=== DATA EXTRACT ===

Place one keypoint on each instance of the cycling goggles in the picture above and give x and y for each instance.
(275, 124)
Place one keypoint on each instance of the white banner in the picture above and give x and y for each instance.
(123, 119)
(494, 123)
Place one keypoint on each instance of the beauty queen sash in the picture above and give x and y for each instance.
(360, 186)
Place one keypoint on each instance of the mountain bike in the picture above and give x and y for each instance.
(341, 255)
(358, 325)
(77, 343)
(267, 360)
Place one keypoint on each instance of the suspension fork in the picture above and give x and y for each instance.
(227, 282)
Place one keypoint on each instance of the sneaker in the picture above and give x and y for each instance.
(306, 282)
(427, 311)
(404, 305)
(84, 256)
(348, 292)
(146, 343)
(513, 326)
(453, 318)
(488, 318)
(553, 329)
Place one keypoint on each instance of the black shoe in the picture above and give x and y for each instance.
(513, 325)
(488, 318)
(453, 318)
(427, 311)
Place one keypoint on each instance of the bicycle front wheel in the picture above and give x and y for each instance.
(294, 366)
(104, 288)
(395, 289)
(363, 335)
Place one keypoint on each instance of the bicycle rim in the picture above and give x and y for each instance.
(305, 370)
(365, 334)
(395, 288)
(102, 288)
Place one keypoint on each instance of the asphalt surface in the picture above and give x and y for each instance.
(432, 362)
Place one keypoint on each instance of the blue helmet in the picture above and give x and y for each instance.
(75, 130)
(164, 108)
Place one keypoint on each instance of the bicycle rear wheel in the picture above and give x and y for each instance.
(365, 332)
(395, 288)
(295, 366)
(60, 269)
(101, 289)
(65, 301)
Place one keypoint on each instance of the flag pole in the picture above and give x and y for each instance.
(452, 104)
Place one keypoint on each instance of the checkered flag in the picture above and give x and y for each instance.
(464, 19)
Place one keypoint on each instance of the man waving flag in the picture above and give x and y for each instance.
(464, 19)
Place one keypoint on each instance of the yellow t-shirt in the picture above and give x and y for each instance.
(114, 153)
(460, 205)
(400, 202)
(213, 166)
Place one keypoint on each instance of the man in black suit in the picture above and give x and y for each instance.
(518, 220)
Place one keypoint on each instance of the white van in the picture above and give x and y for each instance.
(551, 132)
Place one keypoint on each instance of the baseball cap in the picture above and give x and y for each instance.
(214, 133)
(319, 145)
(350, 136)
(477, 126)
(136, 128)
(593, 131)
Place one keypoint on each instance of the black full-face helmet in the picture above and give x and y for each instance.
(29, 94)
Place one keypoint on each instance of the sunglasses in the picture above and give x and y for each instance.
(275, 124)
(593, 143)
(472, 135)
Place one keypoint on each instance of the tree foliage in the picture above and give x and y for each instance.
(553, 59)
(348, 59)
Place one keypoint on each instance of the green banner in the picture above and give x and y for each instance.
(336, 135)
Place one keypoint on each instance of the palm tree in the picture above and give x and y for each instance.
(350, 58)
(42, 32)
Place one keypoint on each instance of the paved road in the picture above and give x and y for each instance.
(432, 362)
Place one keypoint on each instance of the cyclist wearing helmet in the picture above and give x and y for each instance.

=== GOAL OF THE EXERCISE ===
Copy the rows from the line containing "Place one keypoint on each instance of the man waving" through the last row, renaming "keypoint" to "marker" everywhere in that span and leaving all else untouched.

=== ANSWER TO THIS EXERCISE ===
Place one marker on each instance of the man waving flag in the picture above and give x and y for each instance.
(464, 19)
Place one marker on each instance of the yellow t-shirt in the picture above and give x and y for each instance.
(114, 153)
(460, 205)
(400, 202)
(213, 166)
Place one marker on each instance of the man in black suit in the picture above and give x and y for each instance.
(518, 220)
Place one marker on each instance of the white van in the picture above and give x and y for each instance.
(551, 132)
Place one marker on each instance of the baseball cap in the picture above and give x and y for each instance.
(214, 133)
(319, 145)
(350, 136)
(477, 126)
(136, 128)
(593, 131)
Place one marker on each instance of the black full-face helmet in the picture above and give x and y for each instance.
(29, 94)
Place one marker on each instance of the sunglasses in the picture above and give x and y for each instance.
(275, 124)
(593, 143)
(472, 135)
Place one marker on each instance of the tree foliage in the picture above and give x and y for each instance.
(553, 59)
(348, 59)
Place one marker on each instance of the green banner in the picture above and give x and y for each instance.
(336, 135)
Place one marker on each instance of the palm tree in the picture above and give x and y for each instance.
(350, 58)
(42, 32)
Place one marker on each instance of the paved road in the picture above and give x and y for each instance.
(432, 362)
Place one marker on each instance of the cyclist wearing helmet in the picture above and give x and y for each instance.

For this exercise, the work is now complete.